PROBLEM:
Reproduce verbatim the lines of the items below, starting at the line that contains "Note: pick out the quarter" and ending at the line that contains "column 442, row 117", both of those lines included.

┌────────

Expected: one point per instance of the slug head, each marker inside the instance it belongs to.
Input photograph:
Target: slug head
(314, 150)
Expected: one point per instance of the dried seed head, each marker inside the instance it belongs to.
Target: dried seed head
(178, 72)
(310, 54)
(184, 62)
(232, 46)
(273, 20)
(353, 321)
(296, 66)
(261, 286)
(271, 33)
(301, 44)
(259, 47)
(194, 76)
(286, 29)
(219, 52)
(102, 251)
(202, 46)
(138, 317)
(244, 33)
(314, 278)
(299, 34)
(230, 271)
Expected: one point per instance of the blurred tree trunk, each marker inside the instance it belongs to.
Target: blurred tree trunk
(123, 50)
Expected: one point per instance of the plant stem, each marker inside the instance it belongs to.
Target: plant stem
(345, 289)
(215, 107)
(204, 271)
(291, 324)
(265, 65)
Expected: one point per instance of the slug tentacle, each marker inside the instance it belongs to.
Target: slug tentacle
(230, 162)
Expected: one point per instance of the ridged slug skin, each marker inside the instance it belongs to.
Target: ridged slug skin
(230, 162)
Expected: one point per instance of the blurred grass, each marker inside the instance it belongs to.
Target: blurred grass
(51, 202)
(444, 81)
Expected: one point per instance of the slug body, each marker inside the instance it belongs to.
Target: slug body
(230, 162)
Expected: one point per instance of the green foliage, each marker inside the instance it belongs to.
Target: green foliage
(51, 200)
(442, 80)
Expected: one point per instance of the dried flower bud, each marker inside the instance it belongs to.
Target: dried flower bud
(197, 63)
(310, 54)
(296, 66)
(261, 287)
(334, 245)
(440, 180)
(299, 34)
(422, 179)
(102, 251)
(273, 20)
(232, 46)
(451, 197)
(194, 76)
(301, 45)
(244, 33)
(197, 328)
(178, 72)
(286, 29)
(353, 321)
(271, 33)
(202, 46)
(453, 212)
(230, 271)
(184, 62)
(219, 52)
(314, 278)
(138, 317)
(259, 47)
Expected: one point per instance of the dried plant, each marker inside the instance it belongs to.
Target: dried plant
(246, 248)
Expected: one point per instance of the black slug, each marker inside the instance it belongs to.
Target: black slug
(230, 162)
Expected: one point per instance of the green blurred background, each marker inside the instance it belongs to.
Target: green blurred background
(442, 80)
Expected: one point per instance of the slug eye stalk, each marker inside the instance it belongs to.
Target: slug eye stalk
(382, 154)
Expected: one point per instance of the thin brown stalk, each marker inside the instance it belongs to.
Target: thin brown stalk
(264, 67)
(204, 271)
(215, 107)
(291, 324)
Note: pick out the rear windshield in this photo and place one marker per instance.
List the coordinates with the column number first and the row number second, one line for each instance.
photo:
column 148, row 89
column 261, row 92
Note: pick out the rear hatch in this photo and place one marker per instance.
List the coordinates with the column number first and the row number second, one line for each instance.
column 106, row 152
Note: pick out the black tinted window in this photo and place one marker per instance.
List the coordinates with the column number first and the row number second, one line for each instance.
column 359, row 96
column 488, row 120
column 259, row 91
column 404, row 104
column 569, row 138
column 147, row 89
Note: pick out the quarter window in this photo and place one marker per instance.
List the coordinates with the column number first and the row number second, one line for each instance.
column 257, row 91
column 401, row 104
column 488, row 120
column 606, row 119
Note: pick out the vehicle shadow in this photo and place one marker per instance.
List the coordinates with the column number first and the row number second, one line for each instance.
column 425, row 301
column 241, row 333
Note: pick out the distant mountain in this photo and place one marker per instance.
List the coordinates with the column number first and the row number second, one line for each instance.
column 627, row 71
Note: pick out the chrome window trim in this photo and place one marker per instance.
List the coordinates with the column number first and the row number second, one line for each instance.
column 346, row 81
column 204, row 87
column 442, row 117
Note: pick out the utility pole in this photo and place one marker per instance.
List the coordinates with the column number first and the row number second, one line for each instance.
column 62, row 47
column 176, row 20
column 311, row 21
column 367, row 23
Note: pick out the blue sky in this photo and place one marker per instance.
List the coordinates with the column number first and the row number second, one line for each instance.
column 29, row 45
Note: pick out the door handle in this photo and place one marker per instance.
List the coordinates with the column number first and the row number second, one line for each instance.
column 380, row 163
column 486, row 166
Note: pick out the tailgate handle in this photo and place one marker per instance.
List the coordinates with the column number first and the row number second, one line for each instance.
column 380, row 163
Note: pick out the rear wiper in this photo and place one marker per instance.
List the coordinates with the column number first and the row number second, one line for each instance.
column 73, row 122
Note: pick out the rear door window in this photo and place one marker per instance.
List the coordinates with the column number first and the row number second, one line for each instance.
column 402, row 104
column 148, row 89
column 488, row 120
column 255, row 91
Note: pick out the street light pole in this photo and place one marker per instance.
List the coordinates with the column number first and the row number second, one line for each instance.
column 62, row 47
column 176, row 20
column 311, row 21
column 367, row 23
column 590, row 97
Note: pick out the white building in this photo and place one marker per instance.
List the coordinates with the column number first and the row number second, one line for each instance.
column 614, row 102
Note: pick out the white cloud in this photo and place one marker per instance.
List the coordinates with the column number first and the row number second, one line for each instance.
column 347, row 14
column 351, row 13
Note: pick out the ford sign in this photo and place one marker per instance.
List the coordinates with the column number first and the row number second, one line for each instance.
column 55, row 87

└────────

SOLUTION TO THIS PROBLEM:
Note: pick out the quarter window in this photo and place one marker per instance.
List the coordinates with the column number first and the row number second, one line for each instance.
column 257, row 91
column 401, row 104
column 488, row 120
column 606, row 119
Note: pick out the vehicle shadow in this photo and place one marker per instance.
List the coordinates with the column number first and the row number second, one line for each instance.
column 425, row 301
column 241, row 333
Note: pick out the distant mountain in this photo and place one marker per instance.
List the coordinates with the column number first and the row number second, one line for each instance.
column 627, row 71
Note: pick out the chrome window trim in this photo and place one marker per instance.
List the coordinates with the column number first and the row number second, one line for each instance.
column 346, row 81
column 204, row 87
column 442, row 117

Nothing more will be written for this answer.